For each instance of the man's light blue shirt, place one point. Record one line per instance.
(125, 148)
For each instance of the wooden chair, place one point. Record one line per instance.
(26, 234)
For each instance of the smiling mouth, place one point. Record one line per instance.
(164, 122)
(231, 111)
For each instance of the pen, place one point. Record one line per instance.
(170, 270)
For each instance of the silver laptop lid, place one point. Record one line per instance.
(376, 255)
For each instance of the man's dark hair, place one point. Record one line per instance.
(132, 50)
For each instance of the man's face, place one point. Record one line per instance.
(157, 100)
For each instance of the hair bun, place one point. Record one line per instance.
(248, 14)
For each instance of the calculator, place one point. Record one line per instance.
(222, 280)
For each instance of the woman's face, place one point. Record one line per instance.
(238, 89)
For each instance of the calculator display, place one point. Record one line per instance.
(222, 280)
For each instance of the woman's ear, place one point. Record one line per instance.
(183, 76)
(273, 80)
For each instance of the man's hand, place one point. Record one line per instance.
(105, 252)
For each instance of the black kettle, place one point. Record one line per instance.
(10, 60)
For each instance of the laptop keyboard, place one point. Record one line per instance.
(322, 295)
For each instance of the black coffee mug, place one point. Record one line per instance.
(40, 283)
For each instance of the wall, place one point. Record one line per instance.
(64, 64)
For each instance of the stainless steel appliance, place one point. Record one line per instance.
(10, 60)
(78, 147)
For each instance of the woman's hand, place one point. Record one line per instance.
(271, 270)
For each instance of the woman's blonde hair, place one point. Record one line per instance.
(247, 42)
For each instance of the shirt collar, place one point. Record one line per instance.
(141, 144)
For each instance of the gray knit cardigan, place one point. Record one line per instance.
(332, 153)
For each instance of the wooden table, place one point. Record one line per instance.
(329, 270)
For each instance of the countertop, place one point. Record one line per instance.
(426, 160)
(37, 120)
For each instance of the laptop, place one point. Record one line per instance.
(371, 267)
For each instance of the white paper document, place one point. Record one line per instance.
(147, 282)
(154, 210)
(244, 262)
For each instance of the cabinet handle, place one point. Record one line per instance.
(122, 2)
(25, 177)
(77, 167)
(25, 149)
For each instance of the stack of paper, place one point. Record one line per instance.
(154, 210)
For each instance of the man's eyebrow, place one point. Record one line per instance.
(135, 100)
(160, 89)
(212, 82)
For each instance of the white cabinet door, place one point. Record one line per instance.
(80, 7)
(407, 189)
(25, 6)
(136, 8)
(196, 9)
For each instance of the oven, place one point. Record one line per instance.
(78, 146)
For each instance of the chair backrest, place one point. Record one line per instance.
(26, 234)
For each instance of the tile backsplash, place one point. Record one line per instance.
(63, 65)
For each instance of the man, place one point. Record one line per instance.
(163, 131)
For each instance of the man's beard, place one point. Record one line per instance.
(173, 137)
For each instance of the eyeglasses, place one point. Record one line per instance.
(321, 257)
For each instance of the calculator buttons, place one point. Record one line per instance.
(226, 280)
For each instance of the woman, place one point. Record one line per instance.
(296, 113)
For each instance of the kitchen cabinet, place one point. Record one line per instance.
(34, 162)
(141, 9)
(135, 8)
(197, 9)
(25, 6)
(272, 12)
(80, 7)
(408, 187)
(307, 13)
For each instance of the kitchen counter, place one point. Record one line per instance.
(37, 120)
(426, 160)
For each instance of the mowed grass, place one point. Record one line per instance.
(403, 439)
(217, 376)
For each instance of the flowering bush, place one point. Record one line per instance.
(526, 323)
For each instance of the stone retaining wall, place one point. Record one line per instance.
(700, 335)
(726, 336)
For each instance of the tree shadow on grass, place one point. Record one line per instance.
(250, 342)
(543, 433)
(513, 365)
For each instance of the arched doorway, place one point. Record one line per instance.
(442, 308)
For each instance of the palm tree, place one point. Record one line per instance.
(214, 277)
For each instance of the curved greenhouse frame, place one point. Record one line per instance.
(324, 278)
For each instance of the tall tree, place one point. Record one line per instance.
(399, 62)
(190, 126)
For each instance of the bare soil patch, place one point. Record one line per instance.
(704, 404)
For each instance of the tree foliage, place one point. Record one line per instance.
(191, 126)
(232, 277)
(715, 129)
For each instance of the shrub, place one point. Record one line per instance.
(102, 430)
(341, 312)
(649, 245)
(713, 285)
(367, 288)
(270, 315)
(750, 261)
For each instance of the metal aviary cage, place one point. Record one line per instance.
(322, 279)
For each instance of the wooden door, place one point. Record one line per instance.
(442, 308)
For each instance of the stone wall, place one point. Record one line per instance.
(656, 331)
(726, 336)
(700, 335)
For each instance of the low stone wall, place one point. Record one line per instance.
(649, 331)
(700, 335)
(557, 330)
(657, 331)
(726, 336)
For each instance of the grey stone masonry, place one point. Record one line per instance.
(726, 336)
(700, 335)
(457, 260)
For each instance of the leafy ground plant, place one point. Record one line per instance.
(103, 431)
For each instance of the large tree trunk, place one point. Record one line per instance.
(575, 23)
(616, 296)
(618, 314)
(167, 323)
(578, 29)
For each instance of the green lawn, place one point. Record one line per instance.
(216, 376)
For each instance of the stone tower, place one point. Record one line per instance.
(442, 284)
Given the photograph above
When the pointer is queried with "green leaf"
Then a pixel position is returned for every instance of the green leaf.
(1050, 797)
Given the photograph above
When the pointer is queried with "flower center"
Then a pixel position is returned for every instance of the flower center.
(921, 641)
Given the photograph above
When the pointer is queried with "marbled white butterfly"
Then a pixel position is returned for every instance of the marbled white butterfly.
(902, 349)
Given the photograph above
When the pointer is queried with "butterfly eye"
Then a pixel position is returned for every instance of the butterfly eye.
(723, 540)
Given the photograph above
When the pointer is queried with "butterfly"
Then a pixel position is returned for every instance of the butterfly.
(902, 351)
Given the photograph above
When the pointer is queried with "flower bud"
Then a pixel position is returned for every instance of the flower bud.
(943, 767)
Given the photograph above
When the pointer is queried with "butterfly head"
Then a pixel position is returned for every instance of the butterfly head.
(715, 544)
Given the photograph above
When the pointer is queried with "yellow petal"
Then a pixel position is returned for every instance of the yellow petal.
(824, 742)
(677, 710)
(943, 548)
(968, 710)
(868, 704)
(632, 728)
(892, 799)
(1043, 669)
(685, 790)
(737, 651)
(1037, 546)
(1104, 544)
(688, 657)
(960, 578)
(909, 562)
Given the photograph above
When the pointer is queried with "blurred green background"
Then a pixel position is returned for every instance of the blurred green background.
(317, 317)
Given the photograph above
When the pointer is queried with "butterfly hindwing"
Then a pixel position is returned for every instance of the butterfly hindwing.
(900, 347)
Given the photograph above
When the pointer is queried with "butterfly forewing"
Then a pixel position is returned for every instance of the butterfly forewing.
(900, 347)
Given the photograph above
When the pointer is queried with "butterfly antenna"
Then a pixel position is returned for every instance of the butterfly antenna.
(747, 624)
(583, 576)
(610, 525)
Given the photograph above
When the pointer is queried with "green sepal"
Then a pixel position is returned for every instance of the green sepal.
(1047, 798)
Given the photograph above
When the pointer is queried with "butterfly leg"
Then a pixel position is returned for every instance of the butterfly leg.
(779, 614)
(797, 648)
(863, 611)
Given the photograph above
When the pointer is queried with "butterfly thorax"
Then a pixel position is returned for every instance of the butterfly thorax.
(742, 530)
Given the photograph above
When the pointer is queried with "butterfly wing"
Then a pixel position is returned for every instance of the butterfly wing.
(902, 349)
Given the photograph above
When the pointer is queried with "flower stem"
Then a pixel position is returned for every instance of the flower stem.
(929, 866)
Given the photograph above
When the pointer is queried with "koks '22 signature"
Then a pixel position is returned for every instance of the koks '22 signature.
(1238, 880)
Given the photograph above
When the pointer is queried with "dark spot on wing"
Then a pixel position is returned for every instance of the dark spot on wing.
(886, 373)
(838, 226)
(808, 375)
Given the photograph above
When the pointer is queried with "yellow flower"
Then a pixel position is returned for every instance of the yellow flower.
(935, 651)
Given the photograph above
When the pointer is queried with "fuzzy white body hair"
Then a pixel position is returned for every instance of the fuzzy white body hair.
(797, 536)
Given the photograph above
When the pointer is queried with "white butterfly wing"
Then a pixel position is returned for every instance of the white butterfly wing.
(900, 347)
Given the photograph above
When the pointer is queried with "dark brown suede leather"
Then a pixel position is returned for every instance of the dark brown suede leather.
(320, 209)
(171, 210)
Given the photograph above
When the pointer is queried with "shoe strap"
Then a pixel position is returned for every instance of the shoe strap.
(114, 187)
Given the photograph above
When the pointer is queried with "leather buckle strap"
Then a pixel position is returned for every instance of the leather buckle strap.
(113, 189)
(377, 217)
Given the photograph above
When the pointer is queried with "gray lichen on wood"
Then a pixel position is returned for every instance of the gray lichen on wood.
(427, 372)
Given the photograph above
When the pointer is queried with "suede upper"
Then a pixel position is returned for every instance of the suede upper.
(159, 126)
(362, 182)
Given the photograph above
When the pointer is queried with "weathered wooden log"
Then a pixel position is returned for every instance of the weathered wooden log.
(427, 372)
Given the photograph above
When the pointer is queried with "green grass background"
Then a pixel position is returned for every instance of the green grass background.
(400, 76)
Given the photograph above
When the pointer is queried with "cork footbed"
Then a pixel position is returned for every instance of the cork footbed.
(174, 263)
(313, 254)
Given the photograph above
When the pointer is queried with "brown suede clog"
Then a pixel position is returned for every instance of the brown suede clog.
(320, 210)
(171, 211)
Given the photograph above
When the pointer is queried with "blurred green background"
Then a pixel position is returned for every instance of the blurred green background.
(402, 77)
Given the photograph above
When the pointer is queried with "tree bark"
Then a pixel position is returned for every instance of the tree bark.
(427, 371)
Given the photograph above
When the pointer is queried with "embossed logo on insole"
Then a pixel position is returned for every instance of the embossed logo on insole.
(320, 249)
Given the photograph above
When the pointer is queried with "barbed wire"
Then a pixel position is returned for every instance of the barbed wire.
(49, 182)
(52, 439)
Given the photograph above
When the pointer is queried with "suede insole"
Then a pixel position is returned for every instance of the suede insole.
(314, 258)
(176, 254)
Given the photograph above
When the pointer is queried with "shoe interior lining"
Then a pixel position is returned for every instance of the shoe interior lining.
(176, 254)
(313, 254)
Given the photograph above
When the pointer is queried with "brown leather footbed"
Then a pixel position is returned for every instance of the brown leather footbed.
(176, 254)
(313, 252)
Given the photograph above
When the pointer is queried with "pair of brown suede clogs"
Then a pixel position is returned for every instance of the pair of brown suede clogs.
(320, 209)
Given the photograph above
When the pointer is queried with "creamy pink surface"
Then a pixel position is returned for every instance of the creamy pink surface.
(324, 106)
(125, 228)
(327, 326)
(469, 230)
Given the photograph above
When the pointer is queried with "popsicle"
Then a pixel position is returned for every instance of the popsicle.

The exercise :: Locate each line of the data above that contains the string "signature" and copy those lines. Treat the match as case-sensitive.

Worked solution ::
When the pointer is queried with "koks '22 signature"
Then a pixel position is returned for every instance of the koks '22 signature.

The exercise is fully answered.